══ Texte de lecture ══
Nous entrons dans une ère nouvelle de la chasse avec l'aide du chien. J'entends de la chasse à tir. La multiplication considérable du nombre des porteurs de fusil a contribué à la raréfaction (en certaines régions catastrophique) de tous les quadrupèdes gibiers, du lièvre en particulier, ne laissant survivre que le lapin. Celui-ci est devenu animal sacré, après avoir été voué aux gémonies. Ainsi varient les idées sous la pression des réalités. Voici donc Jeannot lapin au pinacle et objet de tous les soins. Presque pas de lièvres, encore moins de chevreuils et, pour le moment, fort peu de sangliers ; que faire si le lapin n'était pas sous la main ? Bien entendu, cet état de choses a eu sa répercussion sur la production du chien courant de chasse à tir, et singulièrement sur celle du courant à deux fins.
═══
• **Exercice court A**
Recopiez à l'identique, dans le texte sur la chasse avec le chien, le passage allant de « Nous entrons dans » jusqu'à « à deux fins. » inclus.
Le texte et les enregistrements constituent deux documents indépendants.
══ Données enregistrées ══
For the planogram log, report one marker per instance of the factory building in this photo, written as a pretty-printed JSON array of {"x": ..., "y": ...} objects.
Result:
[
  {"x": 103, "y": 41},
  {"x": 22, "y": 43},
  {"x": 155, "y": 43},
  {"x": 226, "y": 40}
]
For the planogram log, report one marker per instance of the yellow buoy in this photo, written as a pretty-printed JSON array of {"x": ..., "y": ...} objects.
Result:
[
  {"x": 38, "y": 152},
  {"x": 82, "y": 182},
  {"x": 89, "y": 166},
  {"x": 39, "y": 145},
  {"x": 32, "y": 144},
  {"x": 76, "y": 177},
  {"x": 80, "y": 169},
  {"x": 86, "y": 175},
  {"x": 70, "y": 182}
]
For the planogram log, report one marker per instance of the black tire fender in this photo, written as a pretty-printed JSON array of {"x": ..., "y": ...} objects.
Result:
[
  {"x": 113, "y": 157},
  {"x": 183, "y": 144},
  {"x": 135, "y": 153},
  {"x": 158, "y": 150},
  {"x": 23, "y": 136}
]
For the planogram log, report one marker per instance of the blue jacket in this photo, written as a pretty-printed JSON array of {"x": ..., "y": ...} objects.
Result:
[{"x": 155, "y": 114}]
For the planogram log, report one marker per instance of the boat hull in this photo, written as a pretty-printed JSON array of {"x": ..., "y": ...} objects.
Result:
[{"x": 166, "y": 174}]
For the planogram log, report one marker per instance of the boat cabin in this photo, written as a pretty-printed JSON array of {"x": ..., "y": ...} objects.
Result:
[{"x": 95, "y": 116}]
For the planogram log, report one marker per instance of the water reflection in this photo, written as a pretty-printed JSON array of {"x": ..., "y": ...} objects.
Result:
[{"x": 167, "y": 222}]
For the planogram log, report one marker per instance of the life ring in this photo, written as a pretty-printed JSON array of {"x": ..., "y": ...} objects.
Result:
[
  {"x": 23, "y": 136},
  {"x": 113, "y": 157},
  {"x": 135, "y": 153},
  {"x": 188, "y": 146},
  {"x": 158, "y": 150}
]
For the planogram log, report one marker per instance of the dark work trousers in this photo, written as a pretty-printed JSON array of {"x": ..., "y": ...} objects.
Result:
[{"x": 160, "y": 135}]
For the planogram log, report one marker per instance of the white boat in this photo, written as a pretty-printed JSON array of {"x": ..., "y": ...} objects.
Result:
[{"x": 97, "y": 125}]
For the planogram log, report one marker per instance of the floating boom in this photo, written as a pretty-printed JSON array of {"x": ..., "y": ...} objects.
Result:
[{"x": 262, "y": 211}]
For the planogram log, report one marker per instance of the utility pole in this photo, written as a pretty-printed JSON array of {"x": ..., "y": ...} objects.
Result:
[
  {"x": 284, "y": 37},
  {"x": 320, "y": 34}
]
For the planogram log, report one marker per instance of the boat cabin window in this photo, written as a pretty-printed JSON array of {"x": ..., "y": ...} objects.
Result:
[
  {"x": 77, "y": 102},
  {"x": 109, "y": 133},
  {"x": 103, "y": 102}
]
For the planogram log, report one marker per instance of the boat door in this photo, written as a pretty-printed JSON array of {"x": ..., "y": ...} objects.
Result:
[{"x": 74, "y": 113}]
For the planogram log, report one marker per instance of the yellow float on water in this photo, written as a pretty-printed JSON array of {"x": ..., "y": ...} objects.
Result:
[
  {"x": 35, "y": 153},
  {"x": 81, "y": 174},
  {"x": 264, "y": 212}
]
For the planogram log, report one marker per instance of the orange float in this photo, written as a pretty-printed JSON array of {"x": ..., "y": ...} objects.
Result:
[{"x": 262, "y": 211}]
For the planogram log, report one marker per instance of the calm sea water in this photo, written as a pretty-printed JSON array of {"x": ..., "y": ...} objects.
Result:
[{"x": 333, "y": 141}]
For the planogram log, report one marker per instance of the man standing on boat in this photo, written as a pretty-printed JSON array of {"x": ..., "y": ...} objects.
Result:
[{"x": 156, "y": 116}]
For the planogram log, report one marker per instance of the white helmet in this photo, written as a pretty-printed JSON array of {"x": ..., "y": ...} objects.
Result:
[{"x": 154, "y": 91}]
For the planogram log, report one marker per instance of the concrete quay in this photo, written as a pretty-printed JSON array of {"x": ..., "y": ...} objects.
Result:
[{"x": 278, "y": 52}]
═══
• **Exercice court B**
Présentez sous forme de liste JSON de chaînes, à raison d'une chaîne par ligne et sans les lignes vides, les lignes des enregistrements allant de la ligne contenant « the boat door » jusqu'à la dernière ligne des enregistrements, bornes comprises. Ne fournissez que ces lignes.

• **Réponse détaillée A**
Nous entrons dans une ère nouvelle de la chasse avec l'aide du chien. J'entends de la chasse à tir. La multiplication considérable du nombre des porteurs de fusil a contribué à la raréfaction (en certaines régions catastrophique) de tous les quadrupèdes gibiers, du lièvre en particulier, ne laissant survivre que le lapin. Celui-ci est devenu animal sacré, après avoir été voué aux gémonies. Ainsi varient les idées sous la pression des réalités. Voici donc Jeannot lapin au pinacle et objet de tous les soins. Presque pas de lièvres, encore moins de chevreuils et, pour le moment, fort peu de sangliers ; que faire si le lapin n'était pas sous la main ? Bien entendu, cet état de choses a eu sa répercussion sur la production du chien courant de chasse à tir, et singulièrement sur celle du courant à deux fins.

• **Réponse détaillée B**
[
  "For the planogram log, report one marker per instance of the boat door in this photo, written as a pretty-printed JSON array of {\"x\": ..., \"y\": ...} objects.",
  "Result:",
  "[{\"x\": 74, \"y\": 113}]",
  "For the planogram log, report one marker per instance of the yellow float on water in this photo, written as a pretty-printed JSON array of {\"x\": ..., \"y\": ...} objects.",
  "Result:",
  "[",
  "  {\"x\": 35, \"y\": 153},",
  "  {\"x\": 81, \"y\": 174},",
  "  {\"x\": 264, \"y\": 212}",
  "]",
  "For the planogram log, report one marker per instance of the orange float in this photo, written as a pretty-printed JSON array of {\"x\": ..., \"y\": ...} objects.",
  "Result:",
  "[{\"x\": 262, \"y\": 211}]",
  "For the planogram log, report one marker per instance of the calm sea water in this photo, written as a pretty-printed JSON array of {\"x\": ..., \"y\": ...} objects.",
  "Result:",
  "[{\"x\": 333, \"y\": 141}]",
  "For the planogram log, report one marker per instance of the man standing on boat in this photo, written as a pretty-printed JSON array of {\"x\": ..., \"y\": ...} objects.",
  "Result:",
  "[{\"x\": 156, \"y\": 116}]",
  "For the planogram log, report one marker per instance of the white helmet in this photo, written as a pretty-printed JSON array of {\"x\": ..., \"y\": ...} objects.",
  "Result:",
  "[{\"x\": 154, \"y\": 91}]",
  "For the planogram log, report one marker per instance of the concrete quay in this photo, written as a pretty-printed JSON array of {\"x\": ..., \"y\": ...} objects.",
  "Result:",
  "[{\"x\": 278, \"y\": 52}]"
]